◆ EXCERPT ◆

# # # # # # #

At 7:27 PM, Blogger Jeff Faria said...

"Is there no end to this crap?"

Heh. Next question.

Long before it hit the fan re McGreevey, a longtime Hoboken political operative of my acquaintance, and an astute fellow, stood next to me during a McGreevey speech during a park dedication on a cold February day. "There's something really weird about this guy," he confided to me. I believed him, because he was usually right about such matters. Of course, I had no idea HOW right.

 
At 10:37 PM, Blogger newton said...

I tell you, Fausta: I'm pissed off at this guy.

He actually thinks that people are that stupid to take his game hook, line and sinker! He really wants to insult the people's intelligence!

I just hoped that Oprah's audience would just scratch him 'till he bled, because behavior like his would have never, ever, been tolerated by any wife - and that's when a man cheats on a wife with another woman; imagine with another man.

But we women are supposed to "sympatize" with the guy and say how insensitive we are to his hurt...

Cut that crap, Mr. McGreevey! You are lucky your wife didn't pull a Lorena Bobbit on you.

 
At 1:00 PM, Blogger Sticky Notes said...

I saw the show come on, watched 30 seconds, and could not bring myself to continue. I saw the empathy from Oprah and thought - 'give me break'.

Sticky Notes

 
At 2:11 PM, Blogger Fausta said...

Newton, Johnnie,
You missed the later part of the broadcast, where McG implied - nearly stated directly, in fact - that the marriage had alienated him from God and the affair brought him closer to God.

There is no limit to some people's lack of moral compass.

 
At 2:41 PM, Blogger Christinewjc said...

Very good points made here! I quoted some of what you said at my Talkwisdom blogspot.

Oprah lives in a kind of spiritual oblivion. This becomes more and more evident to me as the years go by.

My pastor has often said he prays for Oprah. He would love to spend just 10 minutes with her to share the gospel!

 
At 3:57 PM, Blogger Fausta said...

Oprah lives in a kind of spiritual oblivion
It's as if the concept of self-realization at all costs overrides morality, decency, and common sense.

Unfortunately she's hugely influential.

# # # # # # #

◆ PROBLEMS TO WORK ON ◆
• 1. Decide whether each statement agrees with the comment thread. Answer yes or no for each, and quote the words of the thread that decide it.
(a) Sticky Notes watched the whole show.
(b) Christinewjc quoted part of the post on a blog.
(c) Jeff Faria's acquaintance spoke to him during a speech on a warm summer day.
• 2. Reproduce the comment thread word for word, everything from "Long before it" down to "PM, Blogger newton said...".

# # # # # # #

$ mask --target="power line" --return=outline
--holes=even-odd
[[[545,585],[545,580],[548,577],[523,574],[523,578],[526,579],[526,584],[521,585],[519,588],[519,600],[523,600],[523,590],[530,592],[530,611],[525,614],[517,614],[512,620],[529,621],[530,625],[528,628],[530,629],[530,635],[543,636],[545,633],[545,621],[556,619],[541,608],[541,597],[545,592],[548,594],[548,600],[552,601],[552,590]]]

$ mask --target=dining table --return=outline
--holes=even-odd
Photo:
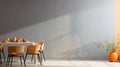
[[[8,47],[9,46],[25,46],[24,56],[26,55],[26,50],[29,45],[34,45],[34,42],[0,42],[4,48],[5,58],[8,56]],[[36,64],[36,56],[34,56],[34,63]]]

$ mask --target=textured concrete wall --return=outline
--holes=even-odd
[[[115,38],[114,0],[0,1],[0,40],[44,41],[47,59],[107,59],[94,41]]]

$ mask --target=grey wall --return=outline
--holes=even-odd
[[[0,40],[44,41],[47,59],[107,59],[92,42],[114,40],[115,1],[0,1],[0,30]]]

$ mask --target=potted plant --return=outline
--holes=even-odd
[[[118,61],[118,53],[116,49],[118,48],[115,45],[114,41],[104,41],[104,42],[94,42],[94,44],[97,45],[98,48],[106,48],[107,51],[109,51],[109,61],[110,62],[117,62]]]

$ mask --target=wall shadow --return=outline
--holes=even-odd
[[[0,1],[0,35],[43,21],[91,9],[109,0]]]

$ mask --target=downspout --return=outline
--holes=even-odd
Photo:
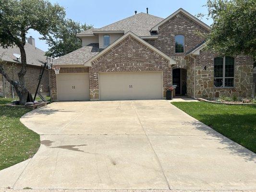
[[[196,99],[195,97],[195,58],[192,56],[192,55],[190,55],[190,56],[194,59],[194,98]]]
[[[4,77],[2,75],[3,77],[3,97],[6,98],[5,96],[5,81],[4,81]]]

# # # # # # #

◆ SOLUTIONS IN ORDER ◆
• 1.
(a) No: "watched 30 seconds, and could not bring myself to continue."
(b) Yes: "I quoted some of what you said at my Talkwisdom blogspot."
(c) No: "on a cold February day."

• 2.
Long before it hit the fan re McGreevey, a longtime Hoboken political operative of my acquaintance, and an astute fellow, stood next to me during a McGreevey speech during a park dedication on a cold February day. "There's something really weird about this guy," he confided to me. I believed him, because he was usually right about such matters. Of course, I had no idea HOW right.

 
At 10:37 PM, Blogger newton said...